──────── Entries provided ────────

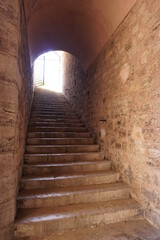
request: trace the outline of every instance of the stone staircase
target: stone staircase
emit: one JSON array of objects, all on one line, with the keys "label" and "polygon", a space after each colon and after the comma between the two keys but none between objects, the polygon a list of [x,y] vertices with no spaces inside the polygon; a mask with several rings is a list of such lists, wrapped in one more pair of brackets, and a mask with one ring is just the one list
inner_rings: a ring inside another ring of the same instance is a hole
[{"label": "stone staircase", "polygon": [[65,97],[41,89],[35,91],[17,206],[15,239],[55,239],[73,229],[143,218]]}]

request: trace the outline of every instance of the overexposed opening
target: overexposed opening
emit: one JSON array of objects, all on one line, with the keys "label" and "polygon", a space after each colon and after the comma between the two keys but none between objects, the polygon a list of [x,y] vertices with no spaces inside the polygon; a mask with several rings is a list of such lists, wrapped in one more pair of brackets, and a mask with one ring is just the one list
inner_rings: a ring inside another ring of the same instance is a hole
[{"label": "overexposed opening", "polygon": [[40,55],[34,62],[33,80],[35,86],[62,92],[62,54],[51,51]]}]

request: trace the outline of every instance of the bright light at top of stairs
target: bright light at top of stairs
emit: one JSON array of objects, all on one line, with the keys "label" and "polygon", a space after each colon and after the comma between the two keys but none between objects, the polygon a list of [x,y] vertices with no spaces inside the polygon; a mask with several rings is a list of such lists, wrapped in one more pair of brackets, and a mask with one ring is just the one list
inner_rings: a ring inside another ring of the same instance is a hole
[{"label": "bright light at top of stairs", "polygon": [[51,51],[40,55],[34,62],[35,86],[62,92],[62,51]]}]

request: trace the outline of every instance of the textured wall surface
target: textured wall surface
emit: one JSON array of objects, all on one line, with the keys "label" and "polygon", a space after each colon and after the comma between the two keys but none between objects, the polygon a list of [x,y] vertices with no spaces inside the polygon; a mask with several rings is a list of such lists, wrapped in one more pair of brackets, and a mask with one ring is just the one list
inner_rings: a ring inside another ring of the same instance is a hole
[{"label": "textured wall surface", "polygon": [[160,227],[160,1],[138,0],[91,68],[64,56],[64,94]]},{"label": "textured wall surface", "polygon": [[19,0],[0,1],[0,239],[13,239],[32,81],[24,11]]}]

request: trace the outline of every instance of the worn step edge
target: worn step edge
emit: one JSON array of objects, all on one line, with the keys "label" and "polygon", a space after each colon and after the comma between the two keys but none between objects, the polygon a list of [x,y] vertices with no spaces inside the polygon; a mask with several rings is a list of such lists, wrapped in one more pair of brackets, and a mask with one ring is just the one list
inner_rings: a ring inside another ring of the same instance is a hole
[{"label": "worn step edge", "polygon": [[28,132],[28,138],[75,138],[91,137],[89,132]]},{"label": "worn step edge", "polygon": [[26,153],[65,153],[98,151],[99,145],[27,145]]},{"label": "worn step edge", "polygon": [[30,123],[36,123],[36,122],[41,122],[41,123],[81,123],[80,119],[63,119],[63,118],[55,118],[55,119],[47,119],[47,118],[31,118]]},{"label": "worn step edge", "polygon": [[104,184],[120,181],[120,174],[113,171],[96,171],[96,172],[77,172],[76,174],[65,173],[39,176],[23,176],[21,178],[21,189],[42,189],[60,186],[80,186],[91,184]]},{"label": "worn step edge", "polygon": [[94,144],[93,138],[27,138],[28,145],[84,145]]},{"label": "worn step edge", "polygon": [[68,102],[60,102],[60,101],[55,101],[54,102],[50,102],[50,101],[53,101],[53,100],[48,100],[48,101],[43,101],[41,102],[40,100],[36,100],[35,102],[35,99],[33,100],[33,106],[47,106],[47,107],[50,107],[50,106],[54,106],[54,107],[57,107],[57,106],[67,106],[67,107],[71,107],[70,104]]},{"label": "worn step edge", "polygon": [[[118,238],[117,238],[118,237]],[[51,234],[38,240],[159,240],[160,232],[144,218],[111,223],[99,227],[73,229],[63,234]],[[37,240],[37,237],[16,238],[15,240]]]},{"label": "worn step edge", "polygon": [[82,152],[82,153],[62,153],[62,154],[25,154],[25,163],[60,163],[76,161],[103,160],[103,152]]},{"label": "worn step edge", "polygon": [[45,117],[45,118],[55,118],[55,117],[57,117],[57,118],[76,118],[76,119],[79,119],[78,118],[78,115],[76,115],[76,114],[74,114],[74,116],[72,116],[72,115],[70,115],[70,114],[61,114],[61,115],[58,115],[58,114],[55,114],[55,113],[53,113],[53,114],[45,114],[45,116],[44,116],[44,114],[36,114],[36,116],[33,116],[33,115],[31,115],[31,118],[41,118],[41,117]]},{"label": "worn step edge", "polygon": [[63,118],[63,117],[68,117],[68,118],[78,118],[76,114],[62,114],[62,113],[34,113],[34,114],[31,114],[31,118],[32,117],[38,117],[38,116],[42,116],[44,119],[47,117],[47,116],[56,116],[56,117],[60,117],[60,118]]},{"label": "worn step edge", "polygon": [[53,127],[84,127],[83,123],[58,123],[58,122],[35,122],[35,123],[30,123],[29,127],[35,127],[35,126],[41,126],[41,127],[46,127],[46,126],[53,126]]},{"label": "worn step edge", "polygon": [[39,175],[47,173],[67,173],[80,171],[101,171],[110,170],[110,161],[90,161],[64,164],[39,164],[39,165],[24,165],[23,175]]},{"label": "worn step edge", "polygon": [[142,218],[142,207],[133,199],[74,204],[18,211],[15,237],[47,236],[71,229]]},{"label": "worn step edge", "polygon": [[30,120],[37,120],[37,119],[42,119],[44,121],[52,121],[52,120],[64,120],[64,121],[80,121],[79,117],[70,117],[70,116],[57,116],[57,115],[52,115],[52,116],[35,116],[30,118]]},{"label": "worn step edge", "polygon": [[60,205],[110,201],[130,198],[124,183],[111,183],[54,189],[23,190],[17,199],[18,208],[46,208]]},{"label": "worn step edge", "polygon": [[60,113],[74,113],[75,114],[75,111],[71,108],[64,108],[64,107],[60,107],[60,108],[43,108],[43,107],[39,107],[39,108],[32,108],[32,112],[42,112],[42,113],[45,113],[45,112],[51,112],[51,113],[54,113],[54,112],[60,112]]},{"label": "worn step edge", "polygon": [[86,127],[29,127],[29,132],[87,132]]},{"label": "worn step edge", "polygon": [[76,115],[76,113],[71,109],[32,109],[31,114],[40,113],[40,114],[67,114],[67,115]]},{"label": "worn step edge", "polygon": [[63,113],[63,112],[34,112],[31,113],[31,117],[35,117],[35,116],[43,116],[45,118],[45,116],[67,116],[67,117],[77,117],[77,114],[75,113]]}]

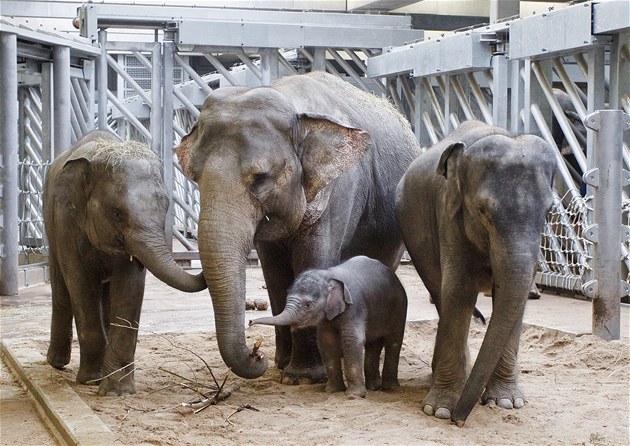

────────

Aim of the task:
Please repeat the records above exactly, leaving every picture out.

Result of the exercise:
request: trace the outline of every instance of the stone staircase
target: stone staircase
emit: one JSON array of objects, all on one line, with the keys "label" and "polygon", a space after each colon and after the comma between the two keys but none between objects, the polygon a list of [x,y] vertices with no spaces inside the polygon; a mask with several rings is a list of such lists, wrapped in one more pair of brackets, and a mask with one ring is just the one list
inner_rings: a ring inside another ring of the same instance is a hole
[{"label": "stone staircase", "polygon": [[65,97],[41,89],[35,91],[17,206],[15,239],[55,239],[73,229],[143,218]]}]

request: trace the outline of every instance of the overexposed opening
target: overexposed opening
emit: one JSON array of objects, all on one line, with the keys "label" and "polygon", a space after each colon and after the comma between the two keys but none between objects, the polygon a list of [x,y] vertices with no spaces inside the polygon; a mask with several rings is a list of such lists, wrapped in one more pair of brackets, and a mask with one ring is just the one list
inner_rings: a ring inside another ring of the same instance is a hole
[{"label": "overexposed opening", "polygon": [[40,55],[34,62],[33,80],[35,86],[62,92],[62,54],[51,51]]}]

request: trace the outline of every instance of the bright light at top of stairs
target: bright light at top of stairs
emit: one JSON array of objects, all on one line, with the keys "label" and "polygon", a space after each colon and after the comma between the two keys but none between objects, the polygon a list of [x,y] vertices with no spaces inside the polygon; a mask with several rings is a list of such lists, wrapped in one more pair of brackets, and a mask with one ring is just the one list
inner_rings: a ring inside another ring of the same instance is a hole
[{"label": "bright light at top of stairs", "polygon": [[51,51],[40,55],[34,62],[35,86],[62,92],[62,51]]}]

request: trace the outline of every instance of the textured wall surface
target: textured wall surface
emit: one JSON array of objects, all on one line, with the keys "label" and "polygon", a space after each colon and after the comma between the two keys but none between objects, the polygon a list of [x,y] vertices with no spaces inside the polygon; a mask with several rings is a list of such lists, wrapped in one more pair of brackets, and a mask with one ring is just the one list
inner_rings: a ring inside another ring of the same instance is a hole
[{"label": "textured wall surface", "polygon": [[160,227],[160,1],[138,0],[91,68],[64,56],[64,94]]},{"label": "textured wall surface", "polygon": [[19,0],[0,1],[0,239],[13,239],[32,81],[24,11]]}]

request: trace the outline of every instance of the worn step edge
target: worn step edge
emit: one JSON array of objects, all on one line, with the keys "label" and "polygon", a space after each colon and after the comma between the two keys but none between objects, the polygon a list of [x,y] vertices with no spaces inside the polygon; a mask with several rings is a list of such lists, wrapped in one more pair of brackets, and a mask with one ring is just the one list
inner_rings: a ring inside another ring of the same instance is a hole
[{"label": "worn step edge", "polygon": [[28,132],[28,138],[75,138],[91,137],[89,132]]},{"label": "worn step edge", "polygon": [[26,153],[65,153],[98,151],[99,145],[27,145]]},{"label": "worn step edge", "polygon": [[30,123],[36,123],[36,122],[41,122],[41,123],[81,123],[80,119],[63,119],[63,118],[55,118],[55,119],[47,119],[47,118],[31,118]]},{"label": "worn step edge", "polygon": [[104,184],[120,181],[120,174],[113,171],[96,171],[96,172],[77,172],[76,174],[65,173],[39,176],[23,176],[21,178],[21,189],[42,189],[60,186],[80,186],[91,184]]},{"label": "worn step edge", "polygon": [[94,144],[93,138],[27,138],[28,145],[84,145]]},{"label": "worn step edge", "polygon": [[68,102],[60,102],[60,101],[55,101],[54,102],[50,102],[50,101],[53,101],[53,100],[48,100],[48,101],[43,101],[41,102],[40,100],[36,100],[35,102],[35,99],[33,100],[33,106],[47,106],[47,107],[50,107],[50,106],[54,106],[54,107],[57,107],[57,106],[67,106],[67,107],[71,107],[70,104]]},{"label": "worn step edge", "polygon": [[[118,238],[117,238],[118,237]],[[51,234],[38,240],[159,240],[160,232],[144,218],[111,223],[99,227],[73,229],[63,234]],[[37,240],[37,237],[16,238],[15,240]]]},{"label": "worn step edge", "polygon": [[82,152],[82,153],[62,153],[62,154],[25,154],[25,163],[60,163],[76,161],[103,160],[103,152]]},{"label": "worn step edge", "polygon": [[45,117],[45,118],[55,118],[55,117],[57,117],[57,118],[76,118],[76,119],[79,119],[78,118],[78,115],[76,115],[76,114],[74,114],[74,116],[72,116],[72,115],[70,115],[70,114],[61,114],[61,115],[58,115],[58,114],[55,114],[55,113],[53,113],[53,114],[45,114],[45,116],[44,116],[44,114],[36,114],[36,116],[33,116],[33,115],[31,115],[31,118],[41,118],[41,117]]},{"label": "worn step edge", "polygon": [[63,118],[63,117],[68,117],[68,118],[78,118],[76,114],[62,114],[62,113],[34,113],[34,114],[31,114],[31,118],[32,117],[38,117],[38,116],[42,116],[44,119],[47,117],[47,116],[56,116],[56,117],[60,117],[60,118]]},{"label": "worn step edge", "polygon": [[53,127],[84,127],[83,123],[58,123],[58,122],[35,122],[35,123],[30,123],[29,127],[35,127],[35,126],[41,126],[41,127],[46,127],[46,126],[53,126]]},{"label": "worn step edge", "polygon": [[39,175],[47,173],[67,173],[80,171],[101,171],[110,170],[110,161],[90,161],[64,164],[39,164],[39,165],[24,165],[23,175]]},{"label": "worn step edge", "polygon": [[142,218],[142,207],[133,199],[74,204],[18,211],[15,237],[47,236],[71,229]]},{"label": "worn step edge", "polygon": [[30,120],[37,120],[37,119],[42,119],[44,121],[52,121],[52,120],[64,120],[64,121],[80,121],[79,117],[70,117],[70,116],[57,116],[57,115],[52,115],[52,116],[35,116],[30,118]]},{"label": "worn step edge", "polygon": [[60,205],[110,201],[130,198],[124,183],[111,183],[54,189],[23,190],[17,199],[18,208],[46,208]]},{"label": "worn step edge", "polygon": [[60,113],[74,113],[75,114],[75,111],[71,108],[64,108],[64,107],[60,107],[60,108],[43,108],[43,107],[39,107],[39,108],[32,108],[32,112],[42,112],[42,113],[45,113],[45,112],[51,112],[51,113],[54,113],[54,112],[60,112]]},{"label": "worn step edge", "polygon": [[86,127],[29,127],[29,132],[87,132]]},{"label": "worn step edge", "polygon": [[76,115],[76,113],[71,109],[32,109],[31,114],[40,113],[40,114],[67,114],[67,115]]},{"label": "worn step edge", "polygon": [[63,113],[63,112],[34,112],[31,113],[31,117],[35,117],[35,116],[43,116],[45,118],[45,116],[67,116],[67,117],[77,117],[77,114],[75,113]]}]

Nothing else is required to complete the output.